**Required task 1:**
According to the State House article, how many oversight committees does the Legislature have?
**Required task 2:**
Copy the State House article from "Sort of. Lawmakers" to "as you think.", substituting "Legislators" for "Lawmakers".
**Required task 3:**
Resume the State House article after its final sentence.
---------- Quoted text ----------
It’s a milestone day at the State House with the swearing-in of the 128th Legislature this morning and, later, the election of Maine’s attorney general, secretary of state, treasurer and auditor.
At the top of the agenda are the elections of legislative leaders.
“Wait,” you say. “Didn’t that already happen?”
Sort of. Lawmakers from both parties met last month to select their respective leaders but those were only single-party caucuses making nominations. Those nominations are scheduled to be finalized today and it might not go as smoothly as you think.
According to today’s House Calendar, Republicans will nominate second-term Rep. Sheldon Mark Hanington of Lincoln for speaker of the House. With Democrats holding the majority — albeit narrowly — Freeport Rep. Sara Gideon is likely to be the next speaker. But anything can happen.
Two years ago, on swearing-in day for the 127th Legislature, a behind-closed-doors battle over committee assignments erupted and delayed for hours what for most legislatures is routine business. The debate centered on the balance of partisan power on the Legislature’s 17 oversight committees.
With Republicans controlling the Senate and Democrats with the majority in the more populous House, tradition dictates that most committees will have more Democrats than Republicans. But the somewhat rare instance of different parties holding a majority in each chamber triggered the stalemate. The same split-control scenario looms over the incoming Legislature, in which the partisan divide is even slimmer.
---------- Entries supplied ----------
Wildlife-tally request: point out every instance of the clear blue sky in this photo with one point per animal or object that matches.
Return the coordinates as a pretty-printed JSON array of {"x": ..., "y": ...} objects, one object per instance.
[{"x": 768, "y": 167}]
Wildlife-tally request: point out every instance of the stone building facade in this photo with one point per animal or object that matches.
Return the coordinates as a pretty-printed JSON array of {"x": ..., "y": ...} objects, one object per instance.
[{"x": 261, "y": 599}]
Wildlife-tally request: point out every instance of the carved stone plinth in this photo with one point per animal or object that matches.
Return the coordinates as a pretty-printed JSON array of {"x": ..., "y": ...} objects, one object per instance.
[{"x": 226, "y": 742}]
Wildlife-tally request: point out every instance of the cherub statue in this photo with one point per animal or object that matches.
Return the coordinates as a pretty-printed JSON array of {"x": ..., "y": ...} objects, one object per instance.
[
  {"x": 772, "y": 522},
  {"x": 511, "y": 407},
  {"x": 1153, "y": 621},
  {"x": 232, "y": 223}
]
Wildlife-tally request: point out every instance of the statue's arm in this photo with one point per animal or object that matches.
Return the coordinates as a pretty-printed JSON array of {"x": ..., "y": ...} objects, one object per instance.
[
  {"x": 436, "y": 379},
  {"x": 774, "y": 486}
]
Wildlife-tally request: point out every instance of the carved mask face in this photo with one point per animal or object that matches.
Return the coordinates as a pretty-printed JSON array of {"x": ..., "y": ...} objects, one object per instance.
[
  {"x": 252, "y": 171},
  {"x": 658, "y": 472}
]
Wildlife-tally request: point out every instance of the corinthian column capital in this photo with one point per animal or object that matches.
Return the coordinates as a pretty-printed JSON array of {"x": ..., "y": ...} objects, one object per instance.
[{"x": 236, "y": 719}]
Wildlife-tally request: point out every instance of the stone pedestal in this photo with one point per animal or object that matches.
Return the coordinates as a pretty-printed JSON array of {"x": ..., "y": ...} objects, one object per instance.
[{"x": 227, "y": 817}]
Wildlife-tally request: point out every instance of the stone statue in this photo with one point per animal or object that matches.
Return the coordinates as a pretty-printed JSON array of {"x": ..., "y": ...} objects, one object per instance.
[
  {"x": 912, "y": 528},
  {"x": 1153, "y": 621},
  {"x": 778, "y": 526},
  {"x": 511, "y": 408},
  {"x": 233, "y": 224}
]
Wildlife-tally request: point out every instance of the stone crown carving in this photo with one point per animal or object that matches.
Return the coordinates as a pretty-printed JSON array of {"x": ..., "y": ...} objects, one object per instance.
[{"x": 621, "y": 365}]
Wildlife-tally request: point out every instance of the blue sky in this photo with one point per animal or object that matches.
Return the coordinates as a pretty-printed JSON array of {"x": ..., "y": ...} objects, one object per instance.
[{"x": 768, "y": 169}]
----------
**Answer 1:**
17

**Answer 2:**
Sort of. Legislators from both parties met last month to select their respective leaders but those were only single-party caucuses making nominations. Those nominations are scheduled to be finalized today and it might not go as smoothly as you think.

**Answer 3:**
Committee assignments won’t be done until later this month but the balance of power on those committees will be crucial. Committees are where bills receive initial consideration and are often where they die or survive for consideration by the full Legislature. With the balance of power so close in both chambers — Republicans with an 18-17 edge in the Senate and Democrats with a 77-72 House majority (along with two independents), it’s likely that legislative leaders from both parties will fight for majority control of as many committees as possible.
Amid the welcoming of new and old faces will be a lot of nitty gritty developments behind the scenes, such as the setting of a date called cloture. That’s the deadline for lawmakers to submit bill proposals, which if recent years are any indication will number somewhere well in excess of 1,500. According to today’s Senate Calendar, cloture this year is Dec. 30. In recent years, cloture has been some time in January.
By the time you’re reading this, it’s likely that action at the State House will be underway. The team at the Bangor Daily News will provide up-to-the-minute updates in our live blog, which you can watch by clicking here.
Elections of the constitutional officers aren’t scheduled to begin until 2 p.m. or later. To prime yourself for that, check out Michael Shepherd’s advance.
That’s it for now, until we meet again in the live blog. Here’s your soundtrack. — Christopher Cousins
- Collins and Carson: Republican U.S. Sen. Susan Collins spent nearly an hour on Tuesday with Dr. Ben Carson, who is President-elect Donald Trump’s nominee to lead the Department of Housing and Urban Development. Collins, who chairs the subcommittee that controls HUD’s funding, said in a written statement that the conversation revolved around job creation and creating new housing options for families and senior citizens. Carson’s confirmation hearing are scheduled to begin in January.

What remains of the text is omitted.